[Start of Attachment]

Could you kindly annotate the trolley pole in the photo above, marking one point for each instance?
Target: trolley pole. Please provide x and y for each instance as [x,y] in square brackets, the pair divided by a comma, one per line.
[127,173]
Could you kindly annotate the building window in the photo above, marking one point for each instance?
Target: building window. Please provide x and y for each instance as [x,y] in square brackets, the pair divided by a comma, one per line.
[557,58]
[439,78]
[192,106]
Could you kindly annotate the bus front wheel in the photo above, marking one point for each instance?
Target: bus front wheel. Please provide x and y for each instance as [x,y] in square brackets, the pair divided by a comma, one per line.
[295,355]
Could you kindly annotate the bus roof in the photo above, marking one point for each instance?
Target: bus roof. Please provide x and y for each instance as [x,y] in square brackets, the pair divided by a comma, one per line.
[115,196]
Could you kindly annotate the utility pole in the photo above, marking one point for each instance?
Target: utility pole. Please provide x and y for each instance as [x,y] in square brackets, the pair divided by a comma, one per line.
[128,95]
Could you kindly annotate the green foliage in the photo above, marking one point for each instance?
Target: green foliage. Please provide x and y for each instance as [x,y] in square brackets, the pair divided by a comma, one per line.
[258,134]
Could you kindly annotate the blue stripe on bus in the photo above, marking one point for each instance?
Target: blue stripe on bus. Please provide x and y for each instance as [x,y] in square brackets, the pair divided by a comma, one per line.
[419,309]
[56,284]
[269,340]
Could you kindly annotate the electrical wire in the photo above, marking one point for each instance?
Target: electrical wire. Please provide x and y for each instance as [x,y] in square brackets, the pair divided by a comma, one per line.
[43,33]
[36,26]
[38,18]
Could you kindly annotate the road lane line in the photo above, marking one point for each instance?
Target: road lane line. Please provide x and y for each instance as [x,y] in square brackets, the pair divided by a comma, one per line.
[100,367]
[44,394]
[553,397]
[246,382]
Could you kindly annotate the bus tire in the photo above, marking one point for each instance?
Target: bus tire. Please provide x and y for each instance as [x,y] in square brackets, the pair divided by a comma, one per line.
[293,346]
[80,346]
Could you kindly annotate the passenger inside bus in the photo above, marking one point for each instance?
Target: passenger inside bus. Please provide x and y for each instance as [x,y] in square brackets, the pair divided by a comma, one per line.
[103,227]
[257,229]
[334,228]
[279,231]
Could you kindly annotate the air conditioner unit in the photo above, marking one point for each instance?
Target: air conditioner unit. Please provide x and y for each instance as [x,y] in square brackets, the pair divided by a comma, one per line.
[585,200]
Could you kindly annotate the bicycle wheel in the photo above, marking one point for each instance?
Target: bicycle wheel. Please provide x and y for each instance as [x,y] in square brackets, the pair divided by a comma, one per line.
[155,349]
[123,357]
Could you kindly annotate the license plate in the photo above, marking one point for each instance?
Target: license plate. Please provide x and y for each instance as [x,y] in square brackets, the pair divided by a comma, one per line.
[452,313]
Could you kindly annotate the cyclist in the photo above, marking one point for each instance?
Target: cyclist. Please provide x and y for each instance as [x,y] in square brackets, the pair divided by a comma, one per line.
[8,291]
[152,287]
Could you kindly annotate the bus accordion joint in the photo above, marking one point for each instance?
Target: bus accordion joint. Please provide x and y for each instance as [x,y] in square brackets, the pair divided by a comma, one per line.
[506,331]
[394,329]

[End of Attachment]

◆ Task item
A faithful copy of every record is required; output it in full.

◆ Solution to the problem
Could you kindly annotate the trolley pole in the photo above, marking one point for each instance?
Target: trolley pole. Please provide x and y for each instance as [x,y] in square brackets, the pair divided by a comma, one per line.
[127,173]
Could you kindly annotate the building window in the photo above, marking one point for each instance?
Target: building window. Please provide x and y for each instance as [x,y] in square brackets, the pair divided by a comma, one per line.
[557,58]
[439,78]
[192,106]
Could you kindly annotate the bus front wheel in the photo above, marking one point for each instance?
Target: bus front wheel. Please provide x and y for each instance as [x,y] in square brackets, the pair divided by a comma, one per line.
[295,355]
Could you kindly annotate the bus roof in the photo above, marking one point for each instance?
Target: bus roof. Please provide x and y for each instance as [x,y] in square brackets, the pair divided by a comma, one per line.
[115,196]
Could you kindly annotate the utility pole in the photo above, marking one point for each instance?
Target: utility pole. Please provide x and y for each instance as [x,y] in square brackets, the pair divided by a comma, one per line.
[128,95]
Could you kindly annotate the green foliage in the photo above, marking one point for each instance?
Target: green foliage. Please provide x and y for each instance as [x,y] in square brackets, the pair divided by a comma, one per line.
[258,134]
Could you kindly annotate the blue stripe on bus in the photo above, marking one point for each instance?
Target: blue stripe on bus. Please provide x and y for each instance as [x,y] in square brackets, the pair divided by a comma, one per line.
[419,309]
[56,284]
[269,340]
Could you kindly annotate the electrical wire in the photo above, marking one point for each instance?
Target: electrical wire. Please provide x and y for each instance as [x,y] in square brackets, the pair divided by a comma, one per line.
[43,33]
[36,26]
[38,18]
Could you kindly annotate the road lane line in the photo above, marking one point for each instance?
Target: road lane line. Please provide x and y for each instance as [x,y] in square brackets, the pair divided by a comma, one per line.
[100,367]
[44,394]
[553,397]
[246,382]
Could you kindly annotate the bus tire in the photo above, marking one point for each instance?
Target: bus tire. Please provide x and y for each instance as [x,y] in square brackets, the pair divided by a comma, one per line.
[293,346]
[80,346]
Could you kindly annotate the passenger inside bus in the photo above, marking one point for each instance?
Target: passenger inside bus. Please provide x and y for each instance as [x,y] in square brackets, the pair divided by a comma, one per line.
[103,227]
[257,229]
[334,228]
[279,231]
Could you kindly annotate the air conditioner unit in the photo above, marking one point for each instance?
Target: air conditioner unit. Please provide x and y for each instance as [x,y] in square brackets, the pair divided by a comma, one per line.
[585,200]
Could you kindly annotate the bicycle wheel in the photo above, marking one point for each instance?
Target: bicycle wheel. Please provide x and y for each instance as [x,y] in square brackets, the pair divided by a comma, one per line.
[155,349]
[123,357]
Could you kindly annotate the license plate in the photo above, marking one point for each instance?
Target: license plate. Please provide x and y for each instance as [x,y] in square brackets, the pair divided by a comma, one per line.
[452,313]
Could you kindly annotate the cyclist in the photo above, marking one point for each instance?
Target: cyclist. Please provide x and y for each instance as [x,y] in square brackets, the pair divided by a comma, one per line.
[8,291]
[152,287]
Could you kindly annotate the bus accordion joint in the photo above, marking one point for each instance?
Target: bus accordion joint. Please provide x and y for each instance as [x,y] in square brackets, the pair divided by a comma, one per line.
[506,331]
[394,329]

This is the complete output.